» **Task directions**
Swap each occurrence of "detector" for "locator" in the data below, and write the lines out again with nothing else changed.

_ _ _

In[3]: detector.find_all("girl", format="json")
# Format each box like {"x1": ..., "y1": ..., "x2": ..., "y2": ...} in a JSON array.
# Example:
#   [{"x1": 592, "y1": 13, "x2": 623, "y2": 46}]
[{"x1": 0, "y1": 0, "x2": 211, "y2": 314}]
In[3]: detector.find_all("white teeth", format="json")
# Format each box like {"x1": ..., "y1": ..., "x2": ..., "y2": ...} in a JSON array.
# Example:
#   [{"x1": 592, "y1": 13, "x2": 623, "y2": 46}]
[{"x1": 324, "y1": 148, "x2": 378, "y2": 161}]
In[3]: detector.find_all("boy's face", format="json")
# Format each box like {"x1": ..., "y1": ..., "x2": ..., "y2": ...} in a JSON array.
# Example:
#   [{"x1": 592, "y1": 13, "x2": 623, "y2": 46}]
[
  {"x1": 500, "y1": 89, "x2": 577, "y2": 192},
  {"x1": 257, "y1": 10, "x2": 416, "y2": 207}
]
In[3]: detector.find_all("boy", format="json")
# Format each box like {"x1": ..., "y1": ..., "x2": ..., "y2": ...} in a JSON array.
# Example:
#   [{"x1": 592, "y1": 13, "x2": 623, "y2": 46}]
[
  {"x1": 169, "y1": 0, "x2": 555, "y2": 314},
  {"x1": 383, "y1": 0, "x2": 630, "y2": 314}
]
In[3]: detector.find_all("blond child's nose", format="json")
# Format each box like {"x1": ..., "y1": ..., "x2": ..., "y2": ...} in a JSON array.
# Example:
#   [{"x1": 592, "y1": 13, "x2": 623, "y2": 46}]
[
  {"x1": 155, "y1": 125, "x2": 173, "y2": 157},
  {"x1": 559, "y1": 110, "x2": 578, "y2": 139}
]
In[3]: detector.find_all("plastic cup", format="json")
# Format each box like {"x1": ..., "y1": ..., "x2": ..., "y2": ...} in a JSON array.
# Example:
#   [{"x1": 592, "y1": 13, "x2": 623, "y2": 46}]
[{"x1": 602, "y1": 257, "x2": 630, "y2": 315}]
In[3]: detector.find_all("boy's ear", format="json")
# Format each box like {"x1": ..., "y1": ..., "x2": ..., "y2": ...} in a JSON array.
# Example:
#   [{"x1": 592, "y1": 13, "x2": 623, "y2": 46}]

_ _ _

» **Problem solution**
In[3]: locator.find_all("girl", format="json")
# Format each box like {"x1": ..., "y1": ..., "x2": ..., "y2": ...} in a JSON array.
# Example:
#   [{"x1": 592, "y1": 13, "x2": 623, "y2": 46}]
[{"x1": 0, "y1": 0, "x2": 211, "y2": 314}]
In[3]: locator.find_all("white teeth", format="json")
# Format each box like {"x1": ..., "y1": ..., "x2": ..., "y2": ...} in a JSON array.
# Example:
#   [{"x1": 592, "y1": 13, "x2": 623, "y2": 46}]
[{"x1": 324, "y1": 148, "x2": 378, "y2": 161}]
In[3]: locator.find_all("boy's face", format="json")
# Format each box like {"x1": ..., "y1": ..., "x2": ..., "y2": ...} in a JSON array.
# Example:
#   [{"x1": 592, "y1": 13, "x2": 623, "y2": 46}]
[
  {"x1": 500, "y1": 89, "x2": 577, "y2": 192},
  {"x1": 257, "y1": 10, "x2": 416, "y2": 207}
]
In[3]: locator.find_all("boy", format="json")
# Format each box like {"x1": ..., "y1": ..., "x2": ..., "y2": ...} in a JSON array.
# Example:
#   [{"x1": 592, "y1": 13, "x2": 623, "y2": 46}]
[
  {"x1": 169, "y1": 0, "x2": 555, "y2": 314},
  {"x1": 383, "y1": 0, "x2": 630, "y2": 314}
]
In[3]: locator.find_all("blond child's nose", format="json")
# Format each box like {"x1": ..., "y1": ..., "x2": ..., "y2": ...} in a JSON array.
# Example:
#   [{"x1": 592, "y1": 13, "x2": 623, "y2": 46}]
[
  {"x1": 155, "y1": 125, "x2": 173, "y2": 157},
  {"x1": 559, "y1": 110, "x2": 578, "y2": 139}
]
In[3]: locator.find_all("plastic cup", format="json")
# Format each box like {"x1": ..., "y1": ..., "x2": ..., "y2": ...} in a JSON array.
# Example:
#   [{"x1": 592, "y1": 13, "x2": 623, "y2": 46}]
[{"x1": 602, "y1": 257, "x2": 630, "y2": 315}]
In[3]: locator.find_all("boy's ear", format="json")
# Format each box like {"x1": ..., "y1": ..., "x2": ..., "y2": ...} in a JSON array.
# Example:
#   [{"x1": 592, "y1": 13, "x2": 623, "y2": 46}]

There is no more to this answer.